[Source records Boundary: Start]

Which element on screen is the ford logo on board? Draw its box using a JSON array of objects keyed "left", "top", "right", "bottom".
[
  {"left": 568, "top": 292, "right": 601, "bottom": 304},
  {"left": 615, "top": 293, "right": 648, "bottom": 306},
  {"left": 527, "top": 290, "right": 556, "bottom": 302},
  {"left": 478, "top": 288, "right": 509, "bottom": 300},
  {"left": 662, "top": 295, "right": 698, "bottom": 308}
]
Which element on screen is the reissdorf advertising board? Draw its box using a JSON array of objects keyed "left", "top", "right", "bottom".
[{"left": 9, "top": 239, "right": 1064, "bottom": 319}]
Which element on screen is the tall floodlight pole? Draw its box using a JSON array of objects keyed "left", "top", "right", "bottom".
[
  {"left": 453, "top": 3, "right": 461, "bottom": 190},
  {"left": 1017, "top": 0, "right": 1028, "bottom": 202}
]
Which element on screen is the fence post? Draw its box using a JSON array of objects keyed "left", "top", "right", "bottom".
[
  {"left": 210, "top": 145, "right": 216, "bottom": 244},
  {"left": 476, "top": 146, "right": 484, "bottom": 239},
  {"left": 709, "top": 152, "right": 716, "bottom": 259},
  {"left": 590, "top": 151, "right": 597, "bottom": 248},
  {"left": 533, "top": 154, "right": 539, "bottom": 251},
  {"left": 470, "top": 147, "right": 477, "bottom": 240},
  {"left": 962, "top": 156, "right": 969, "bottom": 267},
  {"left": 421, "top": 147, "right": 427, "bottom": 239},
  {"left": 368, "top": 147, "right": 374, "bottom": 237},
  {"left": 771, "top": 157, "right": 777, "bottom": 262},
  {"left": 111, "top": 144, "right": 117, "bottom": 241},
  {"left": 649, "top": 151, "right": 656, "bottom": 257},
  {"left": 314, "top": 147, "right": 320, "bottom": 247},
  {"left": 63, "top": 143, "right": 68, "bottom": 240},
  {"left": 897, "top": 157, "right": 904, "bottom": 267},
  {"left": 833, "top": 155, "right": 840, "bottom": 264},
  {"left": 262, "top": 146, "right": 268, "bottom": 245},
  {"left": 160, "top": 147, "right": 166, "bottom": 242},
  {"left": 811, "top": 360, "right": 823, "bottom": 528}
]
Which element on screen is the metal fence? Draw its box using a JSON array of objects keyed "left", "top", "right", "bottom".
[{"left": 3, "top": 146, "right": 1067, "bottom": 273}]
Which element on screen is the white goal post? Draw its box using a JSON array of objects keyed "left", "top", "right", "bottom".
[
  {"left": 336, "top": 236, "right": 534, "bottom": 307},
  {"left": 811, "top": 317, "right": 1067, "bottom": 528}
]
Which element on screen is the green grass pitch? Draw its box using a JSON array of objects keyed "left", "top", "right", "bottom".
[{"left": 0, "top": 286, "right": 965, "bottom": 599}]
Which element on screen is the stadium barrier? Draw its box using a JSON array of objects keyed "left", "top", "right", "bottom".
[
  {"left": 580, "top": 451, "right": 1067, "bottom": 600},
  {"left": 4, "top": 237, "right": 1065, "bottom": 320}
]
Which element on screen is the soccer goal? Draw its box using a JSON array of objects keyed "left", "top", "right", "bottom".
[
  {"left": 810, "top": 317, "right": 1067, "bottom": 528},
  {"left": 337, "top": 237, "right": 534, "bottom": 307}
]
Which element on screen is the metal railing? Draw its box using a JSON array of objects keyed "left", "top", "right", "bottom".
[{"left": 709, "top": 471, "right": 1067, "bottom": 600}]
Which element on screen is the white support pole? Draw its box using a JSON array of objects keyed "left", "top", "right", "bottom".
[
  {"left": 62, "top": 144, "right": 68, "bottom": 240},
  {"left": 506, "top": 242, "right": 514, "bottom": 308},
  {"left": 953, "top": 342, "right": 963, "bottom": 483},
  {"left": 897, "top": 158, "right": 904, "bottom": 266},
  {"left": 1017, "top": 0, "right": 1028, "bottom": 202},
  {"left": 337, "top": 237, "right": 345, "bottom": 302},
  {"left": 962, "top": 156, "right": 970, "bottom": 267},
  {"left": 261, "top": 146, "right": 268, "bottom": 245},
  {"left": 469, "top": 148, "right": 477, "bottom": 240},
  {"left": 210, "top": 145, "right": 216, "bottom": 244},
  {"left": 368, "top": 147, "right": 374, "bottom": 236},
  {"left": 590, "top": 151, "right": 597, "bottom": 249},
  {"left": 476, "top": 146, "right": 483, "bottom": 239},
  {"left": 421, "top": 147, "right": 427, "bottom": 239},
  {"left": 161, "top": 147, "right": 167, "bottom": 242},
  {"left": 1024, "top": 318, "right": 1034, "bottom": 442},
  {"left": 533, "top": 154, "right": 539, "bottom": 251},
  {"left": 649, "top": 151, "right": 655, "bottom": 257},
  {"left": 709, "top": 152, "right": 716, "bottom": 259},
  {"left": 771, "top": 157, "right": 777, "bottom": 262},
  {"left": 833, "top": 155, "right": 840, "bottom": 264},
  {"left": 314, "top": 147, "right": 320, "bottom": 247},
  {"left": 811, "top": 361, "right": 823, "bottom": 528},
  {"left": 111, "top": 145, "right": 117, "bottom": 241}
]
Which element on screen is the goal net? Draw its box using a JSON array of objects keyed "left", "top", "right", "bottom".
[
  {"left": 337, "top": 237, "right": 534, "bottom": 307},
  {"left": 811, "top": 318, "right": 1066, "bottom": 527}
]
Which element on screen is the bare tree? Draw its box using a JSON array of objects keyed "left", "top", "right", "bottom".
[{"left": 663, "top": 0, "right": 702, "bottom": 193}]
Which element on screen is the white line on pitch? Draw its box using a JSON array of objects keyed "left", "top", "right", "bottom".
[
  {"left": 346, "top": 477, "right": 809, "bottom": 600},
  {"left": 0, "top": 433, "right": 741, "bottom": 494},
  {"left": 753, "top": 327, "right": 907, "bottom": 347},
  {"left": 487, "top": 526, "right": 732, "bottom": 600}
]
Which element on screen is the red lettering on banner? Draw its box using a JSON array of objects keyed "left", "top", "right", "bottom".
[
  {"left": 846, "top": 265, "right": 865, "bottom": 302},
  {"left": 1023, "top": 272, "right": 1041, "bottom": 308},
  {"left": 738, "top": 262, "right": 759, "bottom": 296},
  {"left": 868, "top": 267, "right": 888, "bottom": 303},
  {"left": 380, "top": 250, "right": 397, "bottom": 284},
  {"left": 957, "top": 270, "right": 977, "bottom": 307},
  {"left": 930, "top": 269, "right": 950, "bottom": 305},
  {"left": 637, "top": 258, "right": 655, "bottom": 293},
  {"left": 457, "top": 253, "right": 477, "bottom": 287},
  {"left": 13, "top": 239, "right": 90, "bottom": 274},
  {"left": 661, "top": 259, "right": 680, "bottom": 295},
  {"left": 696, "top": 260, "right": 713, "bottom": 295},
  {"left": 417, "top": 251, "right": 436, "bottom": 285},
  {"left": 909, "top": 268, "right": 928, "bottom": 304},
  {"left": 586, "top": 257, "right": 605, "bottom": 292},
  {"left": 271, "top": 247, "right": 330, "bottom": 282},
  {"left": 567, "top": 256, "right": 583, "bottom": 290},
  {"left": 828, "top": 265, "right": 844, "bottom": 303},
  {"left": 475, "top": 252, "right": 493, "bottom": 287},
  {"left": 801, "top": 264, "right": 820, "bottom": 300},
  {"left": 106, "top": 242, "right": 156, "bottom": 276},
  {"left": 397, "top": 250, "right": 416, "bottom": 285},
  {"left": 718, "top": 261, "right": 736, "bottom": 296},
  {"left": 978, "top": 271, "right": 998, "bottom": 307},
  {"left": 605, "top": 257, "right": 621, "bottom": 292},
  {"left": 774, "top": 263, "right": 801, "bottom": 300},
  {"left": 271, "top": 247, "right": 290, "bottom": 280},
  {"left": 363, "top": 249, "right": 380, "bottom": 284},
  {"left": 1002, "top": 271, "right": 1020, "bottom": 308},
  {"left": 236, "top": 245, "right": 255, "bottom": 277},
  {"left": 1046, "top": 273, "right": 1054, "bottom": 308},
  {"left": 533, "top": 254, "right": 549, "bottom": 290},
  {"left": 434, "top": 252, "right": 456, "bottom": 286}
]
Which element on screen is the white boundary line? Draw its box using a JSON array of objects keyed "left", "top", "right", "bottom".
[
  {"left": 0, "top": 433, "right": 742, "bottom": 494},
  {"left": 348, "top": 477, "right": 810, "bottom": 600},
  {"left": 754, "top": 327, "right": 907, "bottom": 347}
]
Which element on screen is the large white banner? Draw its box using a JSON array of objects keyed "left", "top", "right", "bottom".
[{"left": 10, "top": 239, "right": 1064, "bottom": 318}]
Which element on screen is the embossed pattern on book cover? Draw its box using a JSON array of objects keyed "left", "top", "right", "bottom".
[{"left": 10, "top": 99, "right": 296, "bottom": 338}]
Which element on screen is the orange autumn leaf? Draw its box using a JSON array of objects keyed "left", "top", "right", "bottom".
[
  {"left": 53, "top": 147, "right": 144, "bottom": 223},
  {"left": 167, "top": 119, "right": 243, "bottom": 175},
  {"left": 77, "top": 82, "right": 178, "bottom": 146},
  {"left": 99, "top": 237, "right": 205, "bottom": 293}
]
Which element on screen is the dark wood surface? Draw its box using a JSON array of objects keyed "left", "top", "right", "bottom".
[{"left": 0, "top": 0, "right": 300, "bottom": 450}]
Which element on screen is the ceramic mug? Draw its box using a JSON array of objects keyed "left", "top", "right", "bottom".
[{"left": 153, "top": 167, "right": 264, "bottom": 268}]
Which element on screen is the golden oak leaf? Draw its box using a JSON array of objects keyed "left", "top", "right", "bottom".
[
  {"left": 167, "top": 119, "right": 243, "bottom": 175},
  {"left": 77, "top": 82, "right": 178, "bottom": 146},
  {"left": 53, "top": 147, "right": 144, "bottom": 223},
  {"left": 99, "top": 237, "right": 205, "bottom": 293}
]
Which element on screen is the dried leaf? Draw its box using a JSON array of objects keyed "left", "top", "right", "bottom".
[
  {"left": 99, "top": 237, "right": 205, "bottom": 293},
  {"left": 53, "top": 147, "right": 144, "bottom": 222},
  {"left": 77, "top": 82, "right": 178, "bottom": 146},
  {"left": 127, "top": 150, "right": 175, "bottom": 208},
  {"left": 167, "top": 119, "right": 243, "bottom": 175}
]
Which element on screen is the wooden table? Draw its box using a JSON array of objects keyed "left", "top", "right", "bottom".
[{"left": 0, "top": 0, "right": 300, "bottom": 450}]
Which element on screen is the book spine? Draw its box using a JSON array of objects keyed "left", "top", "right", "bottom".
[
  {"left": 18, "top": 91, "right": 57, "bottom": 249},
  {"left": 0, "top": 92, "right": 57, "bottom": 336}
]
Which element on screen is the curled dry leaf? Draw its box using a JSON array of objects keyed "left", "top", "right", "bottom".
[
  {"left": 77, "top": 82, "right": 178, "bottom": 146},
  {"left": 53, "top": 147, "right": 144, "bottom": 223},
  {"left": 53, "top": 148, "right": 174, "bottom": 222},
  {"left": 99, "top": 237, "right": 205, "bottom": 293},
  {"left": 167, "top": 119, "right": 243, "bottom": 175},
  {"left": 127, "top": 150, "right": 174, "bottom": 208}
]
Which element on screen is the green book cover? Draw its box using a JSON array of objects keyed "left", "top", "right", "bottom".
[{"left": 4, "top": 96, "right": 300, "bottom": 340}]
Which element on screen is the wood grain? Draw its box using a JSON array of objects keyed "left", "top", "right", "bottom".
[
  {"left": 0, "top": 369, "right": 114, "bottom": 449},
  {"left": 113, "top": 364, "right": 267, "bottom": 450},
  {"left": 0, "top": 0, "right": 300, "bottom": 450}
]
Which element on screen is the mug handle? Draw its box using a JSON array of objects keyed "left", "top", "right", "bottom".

[Source records Boundary: End]

## Your task
Each line from the one that contains "Which element on screen is the wood grain?" through the end of the material above should be returned exactly, and nothing else.

## Output of the task
Which element on screen is the wood grain? Draw its box using a JSON array of objects keyed "left", "top", "right", "bottom".
[
  {"left": 0, "top": 369, "right": 114, "bottom": 449},
  {"left": 113, "top": 364, "right": 267, "bottom": 450},
  {"left": 0, "top": 0, "right": 300, "bottom": 450}
]
Which element on screen is the mug handle? Draw its box using a JSON array of objects keyed "left", "top", "right", "bottom".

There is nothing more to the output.